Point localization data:

- - -

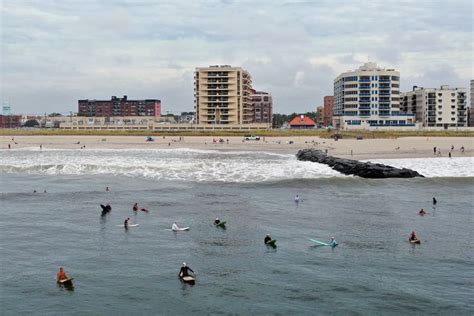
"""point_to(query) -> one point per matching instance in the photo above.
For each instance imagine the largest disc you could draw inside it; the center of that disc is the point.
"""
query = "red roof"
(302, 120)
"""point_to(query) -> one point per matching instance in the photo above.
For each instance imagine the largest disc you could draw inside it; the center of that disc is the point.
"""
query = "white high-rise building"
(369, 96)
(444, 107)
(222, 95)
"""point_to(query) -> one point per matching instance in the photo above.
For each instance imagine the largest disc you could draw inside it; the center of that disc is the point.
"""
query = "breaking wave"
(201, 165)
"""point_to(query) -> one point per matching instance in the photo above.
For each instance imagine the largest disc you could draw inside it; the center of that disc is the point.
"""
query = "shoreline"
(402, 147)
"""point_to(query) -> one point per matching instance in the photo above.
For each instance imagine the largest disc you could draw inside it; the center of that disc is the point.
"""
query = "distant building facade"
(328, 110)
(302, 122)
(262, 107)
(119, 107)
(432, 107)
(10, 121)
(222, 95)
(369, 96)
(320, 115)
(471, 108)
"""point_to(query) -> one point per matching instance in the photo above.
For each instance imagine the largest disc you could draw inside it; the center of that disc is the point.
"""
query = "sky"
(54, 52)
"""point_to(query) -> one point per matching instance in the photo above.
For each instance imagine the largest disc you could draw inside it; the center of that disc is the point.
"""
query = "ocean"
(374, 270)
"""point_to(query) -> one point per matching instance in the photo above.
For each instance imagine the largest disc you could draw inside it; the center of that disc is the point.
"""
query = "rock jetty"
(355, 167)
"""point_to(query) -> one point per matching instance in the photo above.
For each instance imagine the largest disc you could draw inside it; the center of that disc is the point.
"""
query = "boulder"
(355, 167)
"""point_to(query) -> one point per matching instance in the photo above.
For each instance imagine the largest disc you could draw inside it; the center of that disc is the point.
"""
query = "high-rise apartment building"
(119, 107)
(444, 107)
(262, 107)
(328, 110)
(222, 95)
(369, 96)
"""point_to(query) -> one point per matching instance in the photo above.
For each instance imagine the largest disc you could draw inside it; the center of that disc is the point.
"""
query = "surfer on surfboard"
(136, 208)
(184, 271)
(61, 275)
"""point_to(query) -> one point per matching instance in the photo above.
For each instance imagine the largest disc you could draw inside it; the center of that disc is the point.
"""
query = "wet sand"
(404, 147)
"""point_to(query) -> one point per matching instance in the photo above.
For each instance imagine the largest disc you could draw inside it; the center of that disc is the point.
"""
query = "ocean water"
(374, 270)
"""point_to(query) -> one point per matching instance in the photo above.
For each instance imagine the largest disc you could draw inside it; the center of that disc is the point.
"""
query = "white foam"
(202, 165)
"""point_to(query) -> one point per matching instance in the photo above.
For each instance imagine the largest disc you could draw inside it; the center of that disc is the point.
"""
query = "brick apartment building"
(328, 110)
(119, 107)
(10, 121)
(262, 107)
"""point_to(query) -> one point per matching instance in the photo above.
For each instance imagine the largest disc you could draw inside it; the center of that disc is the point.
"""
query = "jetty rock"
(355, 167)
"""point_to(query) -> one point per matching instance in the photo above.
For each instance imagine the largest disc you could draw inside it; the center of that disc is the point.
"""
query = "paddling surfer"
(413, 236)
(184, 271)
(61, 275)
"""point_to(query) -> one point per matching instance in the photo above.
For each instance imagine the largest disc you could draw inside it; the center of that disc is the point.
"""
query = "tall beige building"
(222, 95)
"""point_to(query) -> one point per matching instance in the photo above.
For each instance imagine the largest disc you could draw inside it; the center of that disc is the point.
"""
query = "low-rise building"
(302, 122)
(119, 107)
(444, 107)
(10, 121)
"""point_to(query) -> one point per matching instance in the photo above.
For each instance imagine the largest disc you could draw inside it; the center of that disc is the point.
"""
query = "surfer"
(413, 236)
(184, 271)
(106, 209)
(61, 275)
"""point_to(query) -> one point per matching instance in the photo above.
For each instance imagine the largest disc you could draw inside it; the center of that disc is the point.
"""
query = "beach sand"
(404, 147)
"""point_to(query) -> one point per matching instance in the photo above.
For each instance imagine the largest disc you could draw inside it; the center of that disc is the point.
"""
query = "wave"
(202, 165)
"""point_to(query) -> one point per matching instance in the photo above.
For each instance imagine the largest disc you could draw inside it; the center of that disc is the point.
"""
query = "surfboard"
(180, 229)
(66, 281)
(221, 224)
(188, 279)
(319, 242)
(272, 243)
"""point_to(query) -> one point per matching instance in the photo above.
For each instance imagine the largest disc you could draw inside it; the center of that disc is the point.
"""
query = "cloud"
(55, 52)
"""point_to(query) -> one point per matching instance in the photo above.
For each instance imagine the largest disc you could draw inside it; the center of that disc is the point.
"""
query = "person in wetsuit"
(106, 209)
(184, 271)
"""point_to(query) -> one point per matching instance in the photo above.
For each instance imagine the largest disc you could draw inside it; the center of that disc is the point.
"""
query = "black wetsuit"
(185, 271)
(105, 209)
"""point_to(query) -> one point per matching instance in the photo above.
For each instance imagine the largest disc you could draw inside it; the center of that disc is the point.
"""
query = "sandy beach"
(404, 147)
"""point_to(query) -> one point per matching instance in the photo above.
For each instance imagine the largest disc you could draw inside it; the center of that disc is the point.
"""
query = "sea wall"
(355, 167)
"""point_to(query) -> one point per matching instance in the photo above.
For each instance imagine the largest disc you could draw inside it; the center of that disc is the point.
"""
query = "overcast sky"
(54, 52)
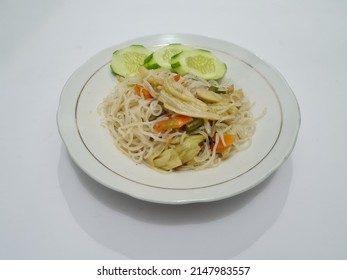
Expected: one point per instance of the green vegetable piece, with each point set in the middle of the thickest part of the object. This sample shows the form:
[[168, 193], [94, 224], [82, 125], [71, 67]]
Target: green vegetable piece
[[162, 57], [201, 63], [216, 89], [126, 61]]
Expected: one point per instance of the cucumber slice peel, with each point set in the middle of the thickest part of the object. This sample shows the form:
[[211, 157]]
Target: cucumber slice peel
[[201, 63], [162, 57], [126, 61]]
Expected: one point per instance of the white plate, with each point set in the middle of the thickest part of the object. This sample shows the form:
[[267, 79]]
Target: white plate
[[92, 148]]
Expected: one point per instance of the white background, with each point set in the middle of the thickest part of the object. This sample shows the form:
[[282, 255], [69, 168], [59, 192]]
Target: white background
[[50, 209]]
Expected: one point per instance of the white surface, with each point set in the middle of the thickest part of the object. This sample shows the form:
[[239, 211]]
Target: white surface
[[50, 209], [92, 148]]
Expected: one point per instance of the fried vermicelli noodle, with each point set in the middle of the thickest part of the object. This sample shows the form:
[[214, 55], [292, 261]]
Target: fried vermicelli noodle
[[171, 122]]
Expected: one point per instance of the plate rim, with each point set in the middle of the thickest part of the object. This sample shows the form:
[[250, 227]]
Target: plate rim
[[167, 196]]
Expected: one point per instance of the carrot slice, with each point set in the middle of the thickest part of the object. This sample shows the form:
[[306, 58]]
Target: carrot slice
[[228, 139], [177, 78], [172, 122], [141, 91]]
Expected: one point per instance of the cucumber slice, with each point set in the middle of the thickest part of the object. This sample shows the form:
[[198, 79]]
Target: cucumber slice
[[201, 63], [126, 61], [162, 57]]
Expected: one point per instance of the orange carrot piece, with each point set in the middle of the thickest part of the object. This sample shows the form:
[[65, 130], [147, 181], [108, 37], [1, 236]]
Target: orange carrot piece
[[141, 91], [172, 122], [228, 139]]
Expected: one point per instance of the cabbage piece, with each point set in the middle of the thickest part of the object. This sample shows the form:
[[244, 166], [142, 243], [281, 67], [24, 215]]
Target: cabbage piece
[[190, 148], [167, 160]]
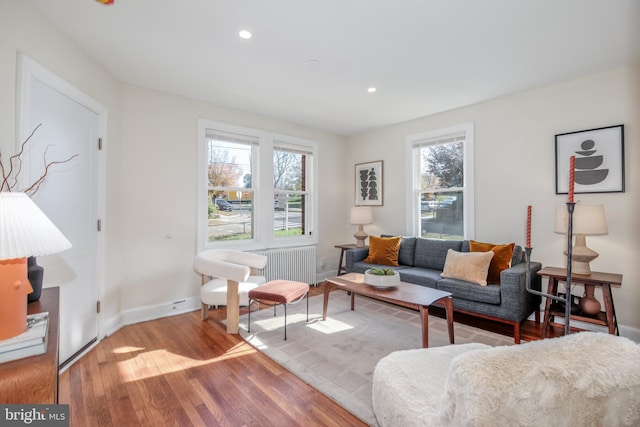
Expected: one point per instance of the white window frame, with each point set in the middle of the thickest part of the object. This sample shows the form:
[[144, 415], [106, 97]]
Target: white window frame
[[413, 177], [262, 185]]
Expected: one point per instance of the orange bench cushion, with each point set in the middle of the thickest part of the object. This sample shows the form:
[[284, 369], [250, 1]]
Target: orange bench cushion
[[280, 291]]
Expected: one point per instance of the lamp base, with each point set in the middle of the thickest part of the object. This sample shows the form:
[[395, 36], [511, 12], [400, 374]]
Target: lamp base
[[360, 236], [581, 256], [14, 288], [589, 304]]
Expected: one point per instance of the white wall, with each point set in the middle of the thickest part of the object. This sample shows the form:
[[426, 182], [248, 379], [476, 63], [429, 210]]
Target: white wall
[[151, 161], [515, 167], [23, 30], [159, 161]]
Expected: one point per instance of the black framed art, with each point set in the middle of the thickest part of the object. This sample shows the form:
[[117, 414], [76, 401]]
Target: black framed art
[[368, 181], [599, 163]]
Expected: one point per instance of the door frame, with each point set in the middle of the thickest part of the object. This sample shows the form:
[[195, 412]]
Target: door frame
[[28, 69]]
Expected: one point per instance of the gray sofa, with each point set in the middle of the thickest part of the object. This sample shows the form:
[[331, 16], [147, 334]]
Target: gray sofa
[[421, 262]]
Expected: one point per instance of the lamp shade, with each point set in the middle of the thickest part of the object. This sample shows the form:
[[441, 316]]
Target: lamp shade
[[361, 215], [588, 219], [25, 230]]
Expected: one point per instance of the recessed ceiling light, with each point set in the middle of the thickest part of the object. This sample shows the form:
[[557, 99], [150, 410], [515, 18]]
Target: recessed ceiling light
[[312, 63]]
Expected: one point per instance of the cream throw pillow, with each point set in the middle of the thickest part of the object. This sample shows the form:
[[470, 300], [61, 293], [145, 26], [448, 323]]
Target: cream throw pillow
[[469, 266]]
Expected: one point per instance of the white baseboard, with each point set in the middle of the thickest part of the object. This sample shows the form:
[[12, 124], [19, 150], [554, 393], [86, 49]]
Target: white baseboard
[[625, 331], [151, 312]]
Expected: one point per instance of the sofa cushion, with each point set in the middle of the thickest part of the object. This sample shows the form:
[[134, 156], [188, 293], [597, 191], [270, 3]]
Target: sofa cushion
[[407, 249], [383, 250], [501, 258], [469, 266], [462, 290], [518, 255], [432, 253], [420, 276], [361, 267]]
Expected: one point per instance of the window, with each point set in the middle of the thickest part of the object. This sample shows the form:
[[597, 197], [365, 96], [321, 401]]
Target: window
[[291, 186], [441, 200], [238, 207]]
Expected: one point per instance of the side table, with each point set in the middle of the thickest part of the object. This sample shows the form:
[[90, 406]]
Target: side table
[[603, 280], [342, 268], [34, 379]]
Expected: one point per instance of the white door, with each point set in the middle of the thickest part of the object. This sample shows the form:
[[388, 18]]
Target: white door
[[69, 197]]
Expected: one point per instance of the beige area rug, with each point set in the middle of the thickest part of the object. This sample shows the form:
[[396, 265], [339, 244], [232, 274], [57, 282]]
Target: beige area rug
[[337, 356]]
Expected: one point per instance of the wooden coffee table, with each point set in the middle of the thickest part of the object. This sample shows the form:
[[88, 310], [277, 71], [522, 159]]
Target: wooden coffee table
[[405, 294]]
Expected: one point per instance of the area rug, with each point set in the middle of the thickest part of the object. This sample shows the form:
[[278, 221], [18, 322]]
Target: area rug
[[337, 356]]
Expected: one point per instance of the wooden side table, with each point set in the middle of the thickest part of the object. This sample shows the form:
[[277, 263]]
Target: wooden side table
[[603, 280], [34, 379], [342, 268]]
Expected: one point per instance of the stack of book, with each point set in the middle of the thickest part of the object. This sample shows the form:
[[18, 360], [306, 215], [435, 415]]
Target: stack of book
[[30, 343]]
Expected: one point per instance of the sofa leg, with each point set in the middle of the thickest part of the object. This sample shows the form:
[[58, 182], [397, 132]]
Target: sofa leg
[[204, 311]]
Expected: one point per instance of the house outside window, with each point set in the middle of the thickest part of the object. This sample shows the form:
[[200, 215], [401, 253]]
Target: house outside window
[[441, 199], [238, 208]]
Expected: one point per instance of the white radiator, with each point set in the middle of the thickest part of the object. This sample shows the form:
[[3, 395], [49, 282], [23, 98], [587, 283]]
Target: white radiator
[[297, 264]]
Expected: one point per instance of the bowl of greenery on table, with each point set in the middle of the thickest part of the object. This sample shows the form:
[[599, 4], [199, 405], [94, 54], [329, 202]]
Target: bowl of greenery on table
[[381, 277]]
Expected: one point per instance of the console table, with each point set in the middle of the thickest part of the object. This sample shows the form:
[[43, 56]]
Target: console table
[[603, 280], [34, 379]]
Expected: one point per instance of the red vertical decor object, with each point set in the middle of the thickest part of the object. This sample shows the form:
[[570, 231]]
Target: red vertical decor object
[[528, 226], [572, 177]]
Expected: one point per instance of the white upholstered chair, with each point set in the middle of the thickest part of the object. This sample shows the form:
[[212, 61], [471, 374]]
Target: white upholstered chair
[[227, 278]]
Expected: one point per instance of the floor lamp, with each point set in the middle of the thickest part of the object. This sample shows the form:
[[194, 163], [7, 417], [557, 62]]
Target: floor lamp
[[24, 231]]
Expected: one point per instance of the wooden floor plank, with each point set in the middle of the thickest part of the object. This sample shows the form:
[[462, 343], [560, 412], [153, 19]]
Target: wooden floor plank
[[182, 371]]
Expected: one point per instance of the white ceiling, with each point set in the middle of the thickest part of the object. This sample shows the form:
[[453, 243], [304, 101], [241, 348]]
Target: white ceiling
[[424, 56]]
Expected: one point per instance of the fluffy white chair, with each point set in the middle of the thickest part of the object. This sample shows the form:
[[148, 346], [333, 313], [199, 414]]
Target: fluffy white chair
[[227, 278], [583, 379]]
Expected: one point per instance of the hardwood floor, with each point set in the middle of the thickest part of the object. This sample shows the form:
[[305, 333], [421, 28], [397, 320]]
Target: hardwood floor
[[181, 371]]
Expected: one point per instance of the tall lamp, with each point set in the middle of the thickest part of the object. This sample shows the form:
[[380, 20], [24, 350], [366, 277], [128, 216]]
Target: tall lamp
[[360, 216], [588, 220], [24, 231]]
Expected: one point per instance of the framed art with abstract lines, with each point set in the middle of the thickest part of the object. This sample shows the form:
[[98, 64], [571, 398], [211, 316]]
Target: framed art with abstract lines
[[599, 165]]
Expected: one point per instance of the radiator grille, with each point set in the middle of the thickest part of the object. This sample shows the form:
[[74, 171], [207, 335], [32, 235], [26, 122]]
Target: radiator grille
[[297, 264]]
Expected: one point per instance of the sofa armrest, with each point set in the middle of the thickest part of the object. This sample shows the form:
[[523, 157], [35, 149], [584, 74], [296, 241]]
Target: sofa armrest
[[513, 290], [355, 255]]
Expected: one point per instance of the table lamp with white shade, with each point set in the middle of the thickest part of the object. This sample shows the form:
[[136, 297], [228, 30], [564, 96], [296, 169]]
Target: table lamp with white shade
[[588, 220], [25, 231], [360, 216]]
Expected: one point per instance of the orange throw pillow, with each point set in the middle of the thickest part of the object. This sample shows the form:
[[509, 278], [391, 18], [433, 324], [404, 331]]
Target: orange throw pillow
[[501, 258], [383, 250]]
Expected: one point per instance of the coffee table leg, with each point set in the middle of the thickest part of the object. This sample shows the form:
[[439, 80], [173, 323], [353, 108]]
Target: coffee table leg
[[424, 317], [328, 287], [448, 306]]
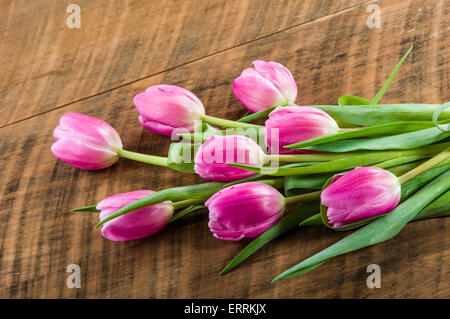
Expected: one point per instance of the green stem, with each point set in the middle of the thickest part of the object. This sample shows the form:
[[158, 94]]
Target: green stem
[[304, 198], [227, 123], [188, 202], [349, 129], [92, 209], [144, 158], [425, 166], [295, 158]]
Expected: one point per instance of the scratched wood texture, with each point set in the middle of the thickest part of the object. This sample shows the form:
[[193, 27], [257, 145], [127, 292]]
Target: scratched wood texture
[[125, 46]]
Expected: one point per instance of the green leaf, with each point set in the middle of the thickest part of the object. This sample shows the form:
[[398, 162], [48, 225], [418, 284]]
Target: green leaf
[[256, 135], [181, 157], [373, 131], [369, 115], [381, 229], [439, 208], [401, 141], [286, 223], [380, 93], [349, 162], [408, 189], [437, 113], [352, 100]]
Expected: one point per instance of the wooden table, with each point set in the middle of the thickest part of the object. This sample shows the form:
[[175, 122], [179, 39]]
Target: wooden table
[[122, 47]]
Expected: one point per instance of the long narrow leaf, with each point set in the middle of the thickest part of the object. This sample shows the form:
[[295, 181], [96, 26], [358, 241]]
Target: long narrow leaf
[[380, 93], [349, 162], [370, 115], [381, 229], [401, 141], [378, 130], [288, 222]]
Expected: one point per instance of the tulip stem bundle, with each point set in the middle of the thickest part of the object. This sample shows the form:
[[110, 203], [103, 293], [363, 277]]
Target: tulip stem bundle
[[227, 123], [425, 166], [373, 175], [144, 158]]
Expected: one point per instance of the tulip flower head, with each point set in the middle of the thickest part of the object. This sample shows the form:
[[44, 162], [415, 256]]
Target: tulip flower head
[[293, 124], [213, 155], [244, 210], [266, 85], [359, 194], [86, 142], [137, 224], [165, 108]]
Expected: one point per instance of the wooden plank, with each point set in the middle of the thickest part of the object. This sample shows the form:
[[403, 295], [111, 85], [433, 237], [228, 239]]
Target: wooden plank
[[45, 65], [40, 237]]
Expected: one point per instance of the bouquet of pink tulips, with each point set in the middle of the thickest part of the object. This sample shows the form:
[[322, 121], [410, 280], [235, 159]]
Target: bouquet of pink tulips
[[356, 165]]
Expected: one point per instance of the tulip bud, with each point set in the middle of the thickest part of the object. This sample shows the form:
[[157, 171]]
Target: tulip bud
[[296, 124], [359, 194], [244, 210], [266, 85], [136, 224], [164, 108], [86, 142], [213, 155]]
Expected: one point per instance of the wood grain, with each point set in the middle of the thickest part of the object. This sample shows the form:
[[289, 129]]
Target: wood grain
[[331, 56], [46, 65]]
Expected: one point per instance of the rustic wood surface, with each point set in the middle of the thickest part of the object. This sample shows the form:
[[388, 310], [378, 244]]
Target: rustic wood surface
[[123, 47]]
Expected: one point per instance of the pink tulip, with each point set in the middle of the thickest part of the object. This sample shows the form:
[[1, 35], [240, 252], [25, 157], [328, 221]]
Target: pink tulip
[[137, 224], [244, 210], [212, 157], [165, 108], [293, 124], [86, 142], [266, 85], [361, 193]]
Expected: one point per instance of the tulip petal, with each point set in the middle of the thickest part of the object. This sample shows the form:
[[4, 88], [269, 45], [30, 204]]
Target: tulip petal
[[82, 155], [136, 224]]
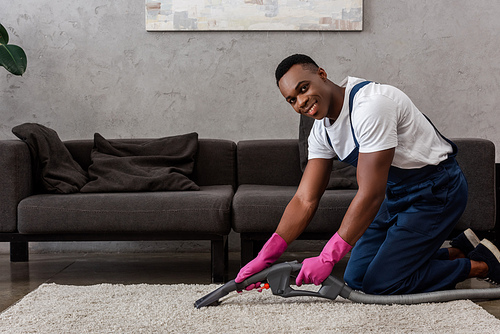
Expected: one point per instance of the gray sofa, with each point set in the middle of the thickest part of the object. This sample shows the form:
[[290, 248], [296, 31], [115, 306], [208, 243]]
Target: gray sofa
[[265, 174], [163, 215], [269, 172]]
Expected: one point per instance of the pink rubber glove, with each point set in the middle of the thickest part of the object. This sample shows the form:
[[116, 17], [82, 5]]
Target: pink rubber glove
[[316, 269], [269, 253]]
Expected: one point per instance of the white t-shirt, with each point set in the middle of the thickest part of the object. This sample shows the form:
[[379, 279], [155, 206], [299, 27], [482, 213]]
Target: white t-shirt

- - -

▸ **BRIEF**: Skip all pictures. Copy exactly the lines from the one containing "Target: pink tulip" through the end of the records, both ends included.

▸ **SOLUTION TO THIS PROBLEM**:
Target: pink tulip
[[137, 224], [244, 210], [212, 157], [165, 108], [293, 124], [86, 142], [266, 85], [361, 193]]
Expected: one point per instance of the tulip petal, with each point set in the middle of the thickest part of the object. This sample shows the form:
[[4, 88], [269, 45], [30, 204]]
Target: tulip petal
[[82, 155], [136, 224]]
Expected: one point per instance of the gray sofa, with each point set in the middle of the thickest part of the object. This sample shows the form:
[[290, 248], [296, 31], [115, 306], [208, 243]]
Target: gray sofa
[[265, 174], [163, 215], [269, 172]]
Expected: one point per instance of the pink rubber glove, with each point set in the middle of the thickest part of the object. This sample shows the form:
[[116, 17], [82, 5]]
Target: pink rubber glove
[[316, 269], [269, 253]]
Expected: one point per instance of the white t-shirt, with each point set in the middle of the thickest part of the object. This sample shows the form:
[[379, 279], [155, 206], [299, 27], [482, 213]]
Target: white t-shirt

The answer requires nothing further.